WORK ORDER:
Check every line below, and copy those that include "street".

Referring expression pointing data
▽

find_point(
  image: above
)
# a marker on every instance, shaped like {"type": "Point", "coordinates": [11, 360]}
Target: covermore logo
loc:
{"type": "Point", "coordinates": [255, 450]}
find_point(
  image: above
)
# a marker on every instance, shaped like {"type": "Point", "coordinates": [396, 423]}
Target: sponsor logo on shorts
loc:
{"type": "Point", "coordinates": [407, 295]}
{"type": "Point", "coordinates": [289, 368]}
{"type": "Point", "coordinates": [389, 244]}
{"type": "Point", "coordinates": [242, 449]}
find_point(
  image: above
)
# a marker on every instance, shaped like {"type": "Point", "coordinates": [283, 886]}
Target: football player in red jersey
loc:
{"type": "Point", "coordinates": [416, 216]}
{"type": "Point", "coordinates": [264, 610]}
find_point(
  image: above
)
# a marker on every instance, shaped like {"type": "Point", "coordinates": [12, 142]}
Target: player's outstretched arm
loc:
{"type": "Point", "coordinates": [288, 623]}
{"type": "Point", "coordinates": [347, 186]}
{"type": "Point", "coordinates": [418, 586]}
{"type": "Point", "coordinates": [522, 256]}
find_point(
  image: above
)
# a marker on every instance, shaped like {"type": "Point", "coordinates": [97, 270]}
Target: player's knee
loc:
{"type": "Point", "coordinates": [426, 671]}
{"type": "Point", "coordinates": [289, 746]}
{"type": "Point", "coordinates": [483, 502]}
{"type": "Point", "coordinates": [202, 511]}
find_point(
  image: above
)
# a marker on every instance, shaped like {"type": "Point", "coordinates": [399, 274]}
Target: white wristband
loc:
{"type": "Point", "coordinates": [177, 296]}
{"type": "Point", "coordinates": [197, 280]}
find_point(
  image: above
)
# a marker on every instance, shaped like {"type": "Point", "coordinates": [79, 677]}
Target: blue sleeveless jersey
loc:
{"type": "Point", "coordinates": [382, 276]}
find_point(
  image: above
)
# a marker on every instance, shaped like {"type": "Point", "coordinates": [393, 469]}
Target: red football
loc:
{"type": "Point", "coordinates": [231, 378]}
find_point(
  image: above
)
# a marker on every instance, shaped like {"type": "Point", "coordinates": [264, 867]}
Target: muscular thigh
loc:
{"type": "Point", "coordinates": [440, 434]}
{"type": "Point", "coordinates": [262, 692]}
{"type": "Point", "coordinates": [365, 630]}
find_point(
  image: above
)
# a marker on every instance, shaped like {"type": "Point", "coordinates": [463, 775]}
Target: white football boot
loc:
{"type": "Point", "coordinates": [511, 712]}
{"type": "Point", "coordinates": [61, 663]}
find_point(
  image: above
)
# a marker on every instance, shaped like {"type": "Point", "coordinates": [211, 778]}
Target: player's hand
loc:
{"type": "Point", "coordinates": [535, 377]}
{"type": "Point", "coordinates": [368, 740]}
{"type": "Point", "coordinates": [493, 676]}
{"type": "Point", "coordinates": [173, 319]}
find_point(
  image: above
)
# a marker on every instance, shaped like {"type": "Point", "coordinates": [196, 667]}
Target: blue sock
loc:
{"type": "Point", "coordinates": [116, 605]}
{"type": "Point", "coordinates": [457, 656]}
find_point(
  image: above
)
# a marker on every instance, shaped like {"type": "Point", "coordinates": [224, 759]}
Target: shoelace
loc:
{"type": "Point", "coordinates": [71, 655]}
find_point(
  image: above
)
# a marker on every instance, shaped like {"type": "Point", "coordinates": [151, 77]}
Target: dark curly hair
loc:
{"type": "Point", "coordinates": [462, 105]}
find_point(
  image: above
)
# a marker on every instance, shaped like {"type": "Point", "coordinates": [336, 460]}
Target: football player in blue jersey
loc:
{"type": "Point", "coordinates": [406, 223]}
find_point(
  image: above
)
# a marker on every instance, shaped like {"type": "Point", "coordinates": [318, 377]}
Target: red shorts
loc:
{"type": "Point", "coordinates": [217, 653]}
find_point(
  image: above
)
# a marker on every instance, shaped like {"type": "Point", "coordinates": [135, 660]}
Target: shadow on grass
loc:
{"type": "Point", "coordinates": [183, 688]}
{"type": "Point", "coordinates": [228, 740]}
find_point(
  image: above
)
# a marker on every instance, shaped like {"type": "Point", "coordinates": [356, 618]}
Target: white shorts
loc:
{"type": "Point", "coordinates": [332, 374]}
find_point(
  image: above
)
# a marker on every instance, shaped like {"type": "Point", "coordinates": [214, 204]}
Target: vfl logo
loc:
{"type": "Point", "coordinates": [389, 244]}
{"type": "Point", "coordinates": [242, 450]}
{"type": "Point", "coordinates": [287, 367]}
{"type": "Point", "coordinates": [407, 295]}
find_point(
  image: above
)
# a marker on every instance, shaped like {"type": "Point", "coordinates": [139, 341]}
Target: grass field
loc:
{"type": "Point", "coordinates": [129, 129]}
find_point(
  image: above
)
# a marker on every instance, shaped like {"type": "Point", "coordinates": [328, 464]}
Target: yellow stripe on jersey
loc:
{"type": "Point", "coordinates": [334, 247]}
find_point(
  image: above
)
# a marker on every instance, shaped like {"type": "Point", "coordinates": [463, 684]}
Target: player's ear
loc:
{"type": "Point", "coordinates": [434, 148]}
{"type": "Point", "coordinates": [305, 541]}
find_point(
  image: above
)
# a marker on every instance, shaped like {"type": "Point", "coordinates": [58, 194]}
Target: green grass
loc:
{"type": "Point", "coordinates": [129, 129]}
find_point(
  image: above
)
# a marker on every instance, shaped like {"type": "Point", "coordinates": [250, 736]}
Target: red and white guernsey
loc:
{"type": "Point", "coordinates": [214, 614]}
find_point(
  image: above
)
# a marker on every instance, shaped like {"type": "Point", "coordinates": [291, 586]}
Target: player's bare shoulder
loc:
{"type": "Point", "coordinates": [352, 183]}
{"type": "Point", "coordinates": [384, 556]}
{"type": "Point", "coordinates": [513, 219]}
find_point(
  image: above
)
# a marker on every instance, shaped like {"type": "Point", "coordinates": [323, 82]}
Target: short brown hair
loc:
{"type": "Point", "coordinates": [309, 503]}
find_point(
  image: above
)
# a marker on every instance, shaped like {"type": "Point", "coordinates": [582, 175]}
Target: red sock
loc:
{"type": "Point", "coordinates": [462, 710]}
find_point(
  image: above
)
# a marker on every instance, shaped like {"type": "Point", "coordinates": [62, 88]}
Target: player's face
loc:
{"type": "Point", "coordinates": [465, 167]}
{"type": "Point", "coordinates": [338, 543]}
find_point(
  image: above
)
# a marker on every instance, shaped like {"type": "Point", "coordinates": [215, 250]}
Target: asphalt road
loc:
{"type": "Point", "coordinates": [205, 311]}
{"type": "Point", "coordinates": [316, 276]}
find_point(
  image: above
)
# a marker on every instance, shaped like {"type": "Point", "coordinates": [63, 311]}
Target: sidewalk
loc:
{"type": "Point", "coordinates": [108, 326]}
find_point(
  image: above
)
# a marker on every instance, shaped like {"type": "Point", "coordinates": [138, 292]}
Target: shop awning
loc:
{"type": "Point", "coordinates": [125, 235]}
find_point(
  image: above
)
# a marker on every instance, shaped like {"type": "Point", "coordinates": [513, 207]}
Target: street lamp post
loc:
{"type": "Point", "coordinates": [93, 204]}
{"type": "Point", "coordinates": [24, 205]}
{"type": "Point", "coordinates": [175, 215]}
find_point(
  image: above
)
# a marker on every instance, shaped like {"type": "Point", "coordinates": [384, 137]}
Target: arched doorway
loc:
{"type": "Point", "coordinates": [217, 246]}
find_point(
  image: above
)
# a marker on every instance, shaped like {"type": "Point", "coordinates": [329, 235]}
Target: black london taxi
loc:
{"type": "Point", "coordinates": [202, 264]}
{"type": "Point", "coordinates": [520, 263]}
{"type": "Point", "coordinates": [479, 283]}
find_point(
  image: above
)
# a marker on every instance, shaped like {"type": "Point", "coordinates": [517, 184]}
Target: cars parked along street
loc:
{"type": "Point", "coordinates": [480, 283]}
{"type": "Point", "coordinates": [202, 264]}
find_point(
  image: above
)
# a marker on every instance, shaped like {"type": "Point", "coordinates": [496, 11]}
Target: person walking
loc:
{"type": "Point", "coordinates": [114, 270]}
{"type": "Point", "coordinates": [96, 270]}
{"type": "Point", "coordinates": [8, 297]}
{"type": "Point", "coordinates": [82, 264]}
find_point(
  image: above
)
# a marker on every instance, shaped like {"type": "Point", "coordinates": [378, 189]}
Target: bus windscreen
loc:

△

TASK RESPONSE:
Target: street lamp post
Target: cars parked along street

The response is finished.